━━━━━ Reading text ━━━━━

"We're 40 percent paved over, so there's not much nature left," he said, shrugging. With a growing population of 200,000, the 26-square-mile county might be reaching a "critical mass" of dense urban landscape, [Arlington County naturalist Greg Zell] said, where even the hardiest wild survivors, such as skunks, can no longer make it.To connect the pieces of the puzzle, the National Wildlife Federation has created the Backyard Wildlife Habitat program, helping people make their properties friendlier to birds and animals. Thanks to the efforts of Arlingtonians for a Clean Environment, Arlington was one of the first places in the country to be certified as a Community Wildlife Habitat.
[Earl] Hodnett, a wildlife biologist in Fairfax County, which has a healthy skunk population, says he has a hard time believing the animals have disappeared from Arlington. "It would really raise questions about our own quality of life," he said. "If a skunk can't make it here, how are we doing?" [...]
Zell has mapped all the green spaces in the county, the largest of which is Arlington National Cemetery. What shows up looks like the disjointed pieces of a jigsaw puzzle. "Nothing is connected," he said. "The natural open space that's left is all isolated. Like little islands." Maybe that's why there might be no more skunks, he said. The islands are small. And it's dangerous to move between them.

━━━━━ Data extract ━━━━━

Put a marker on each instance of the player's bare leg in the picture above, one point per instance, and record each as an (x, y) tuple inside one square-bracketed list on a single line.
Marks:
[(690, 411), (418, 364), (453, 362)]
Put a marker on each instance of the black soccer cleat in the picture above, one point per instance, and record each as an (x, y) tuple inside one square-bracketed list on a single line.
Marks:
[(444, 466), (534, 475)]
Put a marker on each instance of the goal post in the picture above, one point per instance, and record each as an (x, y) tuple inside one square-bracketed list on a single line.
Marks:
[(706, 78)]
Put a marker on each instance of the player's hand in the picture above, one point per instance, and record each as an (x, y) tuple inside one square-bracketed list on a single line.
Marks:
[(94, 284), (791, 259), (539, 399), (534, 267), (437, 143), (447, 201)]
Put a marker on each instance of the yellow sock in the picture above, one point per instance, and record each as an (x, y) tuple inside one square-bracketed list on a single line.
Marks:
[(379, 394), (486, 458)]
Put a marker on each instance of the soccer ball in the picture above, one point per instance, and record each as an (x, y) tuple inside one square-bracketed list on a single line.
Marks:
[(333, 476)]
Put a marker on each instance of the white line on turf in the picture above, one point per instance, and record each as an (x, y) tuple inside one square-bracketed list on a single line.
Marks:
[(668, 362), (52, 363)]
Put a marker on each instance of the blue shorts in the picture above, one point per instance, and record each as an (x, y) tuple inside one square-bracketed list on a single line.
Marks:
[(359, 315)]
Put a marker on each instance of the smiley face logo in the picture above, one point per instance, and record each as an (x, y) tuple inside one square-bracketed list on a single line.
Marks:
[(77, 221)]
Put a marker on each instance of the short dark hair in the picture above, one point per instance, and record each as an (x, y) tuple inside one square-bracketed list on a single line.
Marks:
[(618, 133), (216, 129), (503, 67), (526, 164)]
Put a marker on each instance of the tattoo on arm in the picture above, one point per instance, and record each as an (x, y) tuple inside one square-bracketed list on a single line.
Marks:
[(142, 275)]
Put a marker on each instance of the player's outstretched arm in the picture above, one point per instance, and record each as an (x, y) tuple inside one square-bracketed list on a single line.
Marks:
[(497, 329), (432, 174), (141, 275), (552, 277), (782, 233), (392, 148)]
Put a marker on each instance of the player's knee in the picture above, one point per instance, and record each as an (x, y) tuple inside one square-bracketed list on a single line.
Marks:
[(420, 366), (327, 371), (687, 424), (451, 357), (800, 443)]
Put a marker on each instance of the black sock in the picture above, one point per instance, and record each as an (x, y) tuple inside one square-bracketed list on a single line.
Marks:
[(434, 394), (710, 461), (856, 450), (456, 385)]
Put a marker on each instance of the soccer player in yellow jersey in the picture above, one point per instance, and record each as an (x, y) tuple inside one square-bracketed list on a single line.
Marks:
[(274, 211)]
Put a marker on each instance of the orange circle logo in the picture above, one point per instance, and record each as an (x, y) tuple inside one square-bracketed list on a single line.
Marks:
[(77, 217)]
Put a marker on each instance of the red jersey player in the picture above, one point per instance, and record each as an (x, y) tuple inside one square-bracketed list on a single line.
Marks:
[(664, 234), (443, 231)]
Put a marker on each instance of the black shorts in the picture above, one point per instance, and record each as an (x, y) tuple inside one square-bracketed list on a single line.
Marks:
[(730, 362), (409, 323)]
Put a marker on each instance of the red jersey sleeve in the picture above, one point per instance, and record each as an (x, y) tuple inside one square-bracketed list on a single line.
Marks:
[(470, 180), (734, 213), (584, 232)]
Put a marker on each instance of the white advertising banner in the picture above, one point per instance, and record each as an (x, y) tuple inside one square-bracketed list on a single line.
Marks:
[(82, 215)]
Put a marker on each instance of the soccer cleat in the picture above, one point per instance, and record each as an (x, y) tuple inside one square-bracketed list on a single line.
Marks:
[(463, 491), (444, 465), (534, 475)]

━━━━━

What you have to do
Continue the passage about skunks disappearing from Arlington County, starting after its last sentence.

Output below
But while Arlington is home to deer, raccoons, foxes, snakes, hawks and other critters, apparently skunks haven't been able to put down roots here.
How concerned should Arlingtonians be? It's never a good thing when our community is no longer hospitable to a native resident. But is there something Arlington should be doing differently? We already protect open spaces and have a terrific parks system. Issues like lowering our carbon footprint, protecting streams and improving public transportation are still the big environmental priorities.